**BRANO SCELTO:**
━━━━
Guarigione sciamanica


Nel linguaggio comune il termine guarigione implica prima di tutto curare con successo una malattia fisica.
La guarigione da una prospettiva sciamanica e multidimensionale non è necessariamente in relazione con la salute fisica perché il malanno non si riferisce al corpo. La malattia riguarda in effetti proprio l’identificazione esclusiva con il corpo fisico, laddove la cura consiste nel risveglio dei nostri corpi alternativi e nel ripristino delle loro funzioni.
La guarigione sciamanica non si occupa di malanni e medicine in senso convenzionale. Secondo questa prospettiva finché ci immedesimiamo solo con un corpo umano siamo in effetti ammalati, indipendentemente dal nostro stato di salute materiale, mentre una malattia fisica, anche estrema o fatale, può innescare un processo di massima guarigione se contribuisce a recuperare la consapevolezza della nostra natura multidimensionale.
━━━━
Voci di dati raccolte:
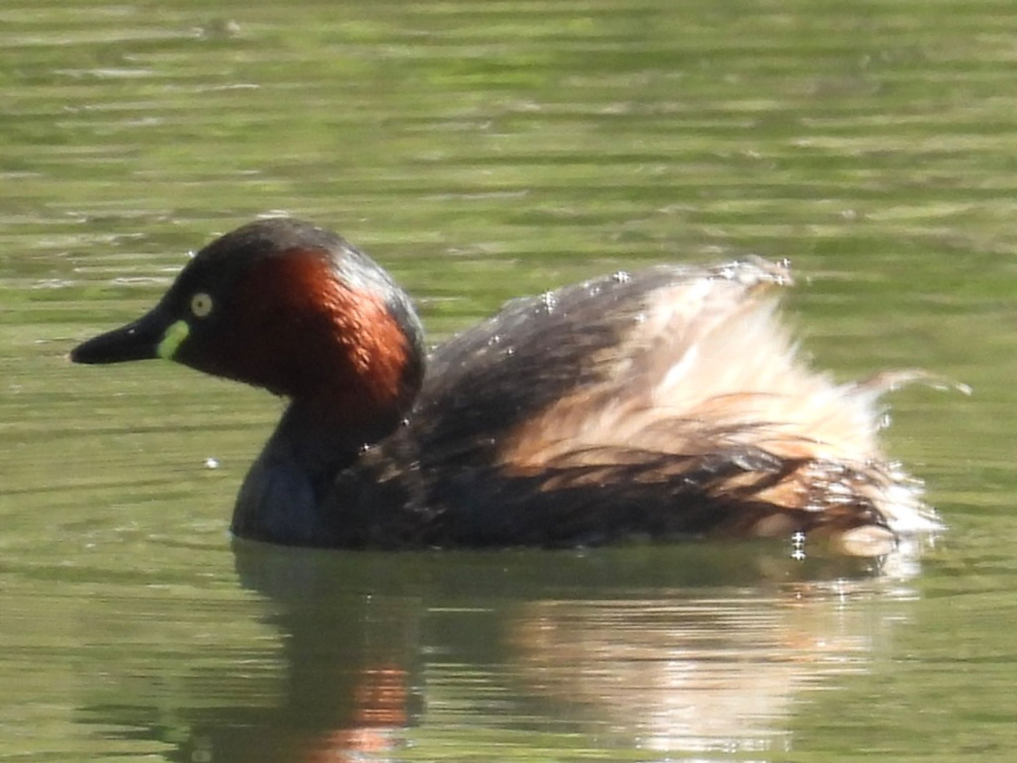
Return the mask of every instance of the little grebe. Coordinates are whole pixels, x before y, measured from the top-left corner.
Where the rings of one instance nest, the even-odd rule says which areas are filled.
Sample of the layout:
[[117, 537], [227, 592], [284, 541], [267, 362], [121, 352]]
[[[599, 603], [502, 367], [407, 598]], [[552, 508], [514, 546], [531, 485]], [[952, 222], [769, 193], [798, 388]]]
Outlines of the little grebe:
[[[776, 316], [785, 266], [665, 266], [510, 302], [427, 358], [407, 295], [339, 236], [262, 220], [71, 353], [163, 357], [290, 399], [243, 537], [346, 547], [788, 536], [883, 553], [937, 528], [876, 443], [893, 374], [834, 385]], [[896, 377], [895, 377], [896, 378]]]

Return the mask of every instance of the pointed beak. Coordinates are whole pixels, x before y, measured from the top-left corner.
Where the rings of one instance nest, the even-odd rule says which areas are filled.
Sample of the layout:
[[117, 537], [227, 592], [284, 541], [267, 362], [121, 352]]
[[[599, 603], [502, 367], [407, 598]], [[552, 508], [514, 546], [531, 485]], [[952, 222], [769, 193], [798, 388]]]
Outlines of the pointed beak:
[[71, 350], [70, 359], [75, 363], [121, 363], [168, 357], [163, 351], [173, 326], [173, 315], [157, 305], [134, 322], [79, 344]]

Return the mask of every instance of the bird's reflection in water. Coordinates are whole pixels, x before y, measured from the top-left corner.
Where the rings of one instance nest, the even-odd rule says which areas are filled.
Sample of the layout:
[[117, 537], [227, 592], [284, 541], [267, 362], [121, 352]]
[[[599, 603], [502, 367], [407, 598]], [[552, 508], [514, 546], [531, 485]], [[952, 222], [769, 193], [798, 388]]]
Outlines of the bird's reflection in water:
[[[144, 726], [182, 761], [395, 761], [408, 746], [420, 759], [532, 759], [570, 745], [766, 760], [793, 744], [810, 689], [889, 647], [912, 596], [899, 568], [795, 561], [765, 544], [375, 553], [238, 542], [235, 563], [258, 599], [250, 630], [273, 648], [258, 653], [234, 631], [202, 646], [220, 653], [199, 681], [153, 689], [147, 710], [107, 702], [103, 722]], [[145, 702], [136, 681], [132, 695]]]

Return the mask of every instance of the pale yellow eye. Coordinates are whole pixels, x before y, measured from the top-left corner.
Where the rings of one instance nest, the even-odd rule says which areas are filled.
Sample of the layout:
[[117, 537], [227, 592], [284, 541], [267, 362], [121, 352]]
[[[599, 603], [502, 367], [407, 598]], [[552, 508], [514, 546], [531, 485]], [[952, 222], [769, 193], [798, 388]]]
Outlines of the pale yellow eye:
━━━━
**COMPITO DI LAVORO:**
Riscrivi il brano sulla guarigione sciamanica cominciando da "La guarigione da" e proseguendo fino a "delle loro funzioni.", con "recupero" al posto di "risveglio".

**SVOLGIMENTO ESERCIZIO:**
La guarigione da una prospettiva sciamanica e multidimensionale non è necessariamente in relazione con la salute fisica perché il malanno non si riferisce al corpo. La malattia riguarda in effetti proprio l’identificazione esclusiva con il corpo fisico, laddove la cura consiste nel recupero dei nostri corpi alternativi e nel ripristino delle loro funzioni.